Auszüge aus einem Datensatz zur Punktmarkierung

--------------------

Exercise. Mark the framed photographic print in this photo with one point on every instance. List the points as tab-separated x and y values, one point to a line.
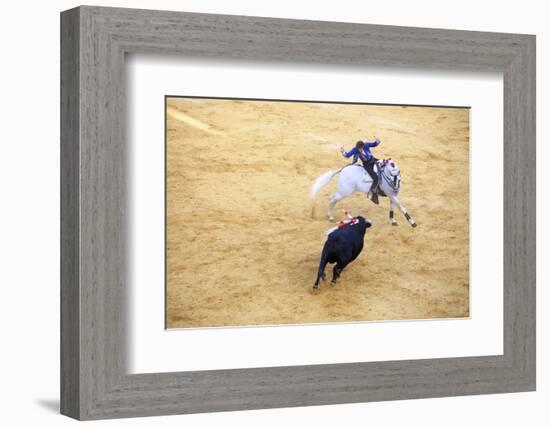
262	213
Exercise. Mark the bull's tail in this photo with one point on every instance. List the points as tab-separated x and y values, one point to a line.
322	265
322	181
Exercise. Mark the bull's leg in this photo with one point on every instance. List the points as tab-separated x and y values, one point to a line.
402	209
392	219
336	271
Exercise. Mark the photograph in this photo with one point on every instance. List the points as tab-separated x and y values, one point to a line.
296	212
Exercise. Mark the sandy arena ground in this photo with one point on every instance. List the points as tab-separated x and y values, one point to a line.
244	238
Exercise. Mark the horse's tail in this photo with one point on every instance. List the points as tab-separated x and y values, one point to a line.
322	181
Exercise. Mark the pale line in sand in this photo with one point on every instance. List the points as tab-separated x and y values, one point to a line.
188	120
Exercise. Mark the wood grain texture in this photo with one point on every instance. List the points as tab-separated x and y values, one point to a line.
70	220
94	271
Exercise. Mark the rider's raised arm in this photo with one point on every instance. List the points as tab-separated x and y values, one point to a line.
352	152
371	144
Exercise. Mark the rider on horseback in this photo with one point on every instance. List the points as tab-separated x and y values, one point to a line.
362	151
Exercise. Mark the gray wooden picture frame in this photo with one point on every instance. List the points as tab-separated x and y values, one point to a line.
94	381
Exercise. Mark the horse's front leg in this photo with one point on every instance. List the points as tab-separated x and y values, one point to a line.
392	219
332	202
395	200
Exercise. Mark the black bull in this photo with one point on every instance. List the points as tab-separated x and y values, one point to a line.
343	245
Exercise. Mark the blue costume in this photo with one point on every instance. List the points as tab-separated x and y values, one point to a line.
368	161
358	155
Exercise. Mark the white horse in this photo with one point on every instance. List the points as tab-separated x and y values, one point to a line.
353	178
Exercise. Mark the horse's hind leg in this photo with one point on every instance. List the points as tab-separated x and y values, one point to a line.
332	202
392	219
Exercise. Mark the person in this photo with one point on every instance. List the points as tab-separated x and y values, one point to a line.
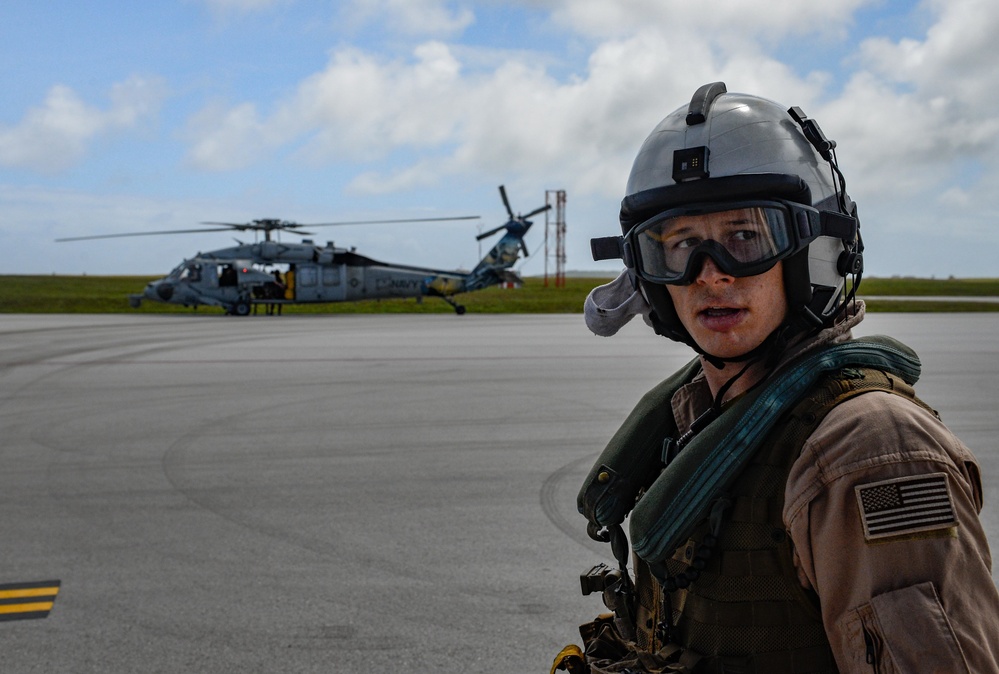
792	505
275	291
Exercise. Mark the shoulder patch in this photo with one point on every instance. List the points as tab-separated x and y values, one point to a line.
905	505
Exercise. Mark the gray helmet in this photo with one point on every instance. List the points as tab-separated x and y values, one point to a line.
725	149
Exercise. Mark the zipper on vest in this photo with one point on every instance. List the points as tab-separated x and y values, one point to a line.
872	650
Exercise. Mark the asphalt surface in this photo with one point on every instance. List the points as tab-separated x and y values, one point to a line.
342	493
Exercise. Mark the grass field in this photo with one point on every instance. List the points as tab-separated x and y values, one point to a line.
109	294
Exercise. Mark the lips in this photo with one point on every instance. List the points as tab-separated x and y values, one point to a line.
720	319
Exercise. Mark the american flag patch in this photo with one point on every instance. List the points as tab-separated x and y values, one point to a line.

--------------------

Gib alle Einträge von der Zeile mit „Exercise. Mark the person“ bis zum Ende der Einträge noch einmal vollständig wieder, die Anweisungstexte eingeschlossen, und addiere dabei -68 zu jeder Koordinate in den Antworten. Lass die Bilder in deiner Antwort weg.

Exercise. Mark the person in this photo with one point on every instance. List the points as tab-separated x and y values, one point to a line.
724	437
207	223
Exercise. Mark the shoulder patch in this photo with one point on every instance. List the points as tab-separated x and y values, one point to a line.
837	437
Exercise. Mark the gray helmet in this photo with one point on every instance. List the points as tab-separated x and y values, one point to a line.
657	81
Exercise. Mark the zipper on vest in this photo with one point on every instance. List the points as tab-separated x and y values, one point to a line.
804	582
Exercise. Mark the asphalt surface in this photo with one point on every instance. List the points as tab-separated x and y values, one point to a line.
274	425
Exercise. Mark the grass field in this photo with one point on every instance. List the points as tab-separated x and y values, one point to a line.
41	226
Exercise. Mark the lips in this photo with one point on every instance. List the points as tab-separated x and y values, one point to a line.
652	251
Exercise. Mark the american flag patch in this photo with one point on every instance. List the points as tab-separated x and y values, one point to a line.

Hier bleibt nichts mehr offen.